Studio album by Tim Curry
- Released: 1981
- Recorded: 1980–1981
- Genre: Rock
- Length: 34:58
- Label: A&M
- Producer: Michael Kamen

Tim Curry chronology
| Fearless (1979) | Simplicity (1981) |  |

= Simplicity (Tim Curry album) =

Simplicity is the third and final studio album recorded by the English actor and singer Tim Curry, released in 1981 by A&M Records.

Whereas his previous album Fearless had been almost entirely original songs, Simplicity is a half-originals, half-covers album and contains a wider variety of source material than the covers on his first album Read My Lips (1978). Covers include a version of the Zombies' "She's Not There" and Martha and the Vandellas' "Dancing in the Streets", both of which were hits in 1964. Curry also performs a version of "Take Me, I'm Yours", originally a 1978 hit by Squeeze. "Out of Pawn" was originally by Davis Lasley's band Rosie, produced by Michael Kamen.

DATA ENTRIES -
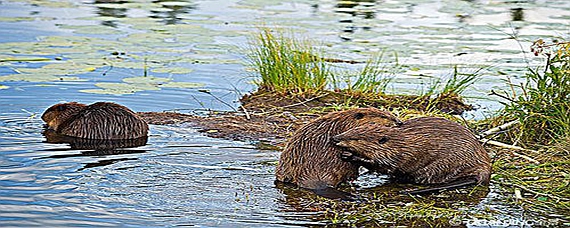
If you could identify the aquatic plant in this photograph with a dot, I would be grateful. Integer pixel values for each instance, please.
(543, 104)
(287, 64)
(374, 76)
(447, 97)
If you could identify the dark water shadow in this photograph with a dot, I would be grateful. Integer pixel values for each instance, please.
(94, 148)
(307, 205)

* * *

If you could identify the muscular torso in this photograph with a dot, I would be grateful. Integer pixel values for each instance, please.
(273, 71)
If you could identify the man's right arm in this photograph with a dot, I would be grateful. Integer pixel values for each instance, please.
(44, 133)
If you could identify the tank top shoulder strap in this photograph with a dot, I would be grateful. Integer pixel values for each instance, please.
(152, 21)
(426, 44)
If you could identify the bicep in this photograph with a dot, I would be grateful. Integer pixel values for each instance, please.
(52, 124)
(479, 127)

* * *

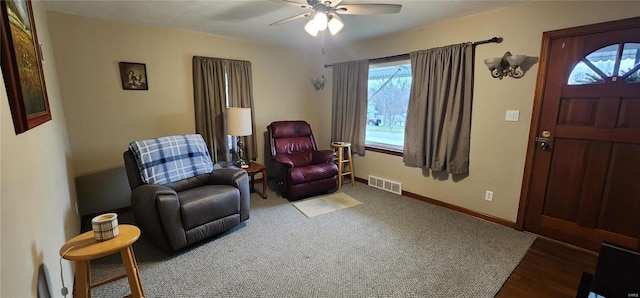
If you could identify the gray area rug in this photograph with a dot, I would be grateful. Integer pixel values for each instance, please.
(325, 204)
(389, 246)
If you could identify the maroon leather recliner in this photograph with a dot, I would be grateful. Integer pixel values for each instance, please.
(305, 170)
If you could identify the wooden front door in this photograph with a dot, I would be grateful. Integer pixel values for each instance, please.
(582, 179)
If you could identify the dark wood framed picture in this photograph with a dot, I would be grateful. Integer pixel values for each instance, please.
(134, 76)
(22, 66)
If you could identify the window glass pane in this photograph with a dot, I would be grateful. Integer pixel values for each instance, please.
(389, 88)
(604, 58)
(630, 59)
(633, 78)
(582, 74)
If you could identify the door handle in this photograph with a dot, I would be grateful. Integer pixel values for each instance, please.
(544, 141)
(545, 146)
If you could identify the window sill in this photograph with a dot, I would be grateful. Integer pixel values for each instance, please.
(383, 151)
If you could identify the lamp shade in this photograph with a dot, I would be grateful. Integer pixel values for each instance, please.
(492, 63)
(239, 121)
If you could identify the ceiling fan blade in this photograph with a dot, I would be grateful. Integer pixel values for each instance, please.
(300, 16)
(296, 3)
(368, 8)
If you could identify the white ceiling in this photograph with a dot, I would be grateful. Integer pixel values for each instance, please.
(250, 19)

DIRECTIONS -
1. List every song title that appears in the article on the album Simplicity.
2. Quote the article on Simplicity word for word, starting at "Simplicity is the" and ending at "by Michael Kamen.".

ANSWERS TO THE EXERCISE -
1.
- "She's Not There"
- "Dancing in the Streets"
- "Take Me, I'm Yours"
- "Out of Pawn"

2.
Simplicity is the third and final studio album recorded by the English actor and singer Tim Curry, released in 1981 by A&M Records.

Whereas his previous album Fearless had been almost entirely original songs, Simplicity is a half-originals, half-covers album and contains a wider variety of source material than the covers on his first album Read My Lips (1978). Covers include a version of the Zombies' "She's Not There" and Martha and the Vandellas' "Dancing in the Streets", both of which were hits in 1964. Curry also performs a version of "Take Me, I'm Yours", originally a 1978 hit by Squeeze. "Out of Pawn" was originally by Davis Lasley's band Rosie, produced by Michael Kamen.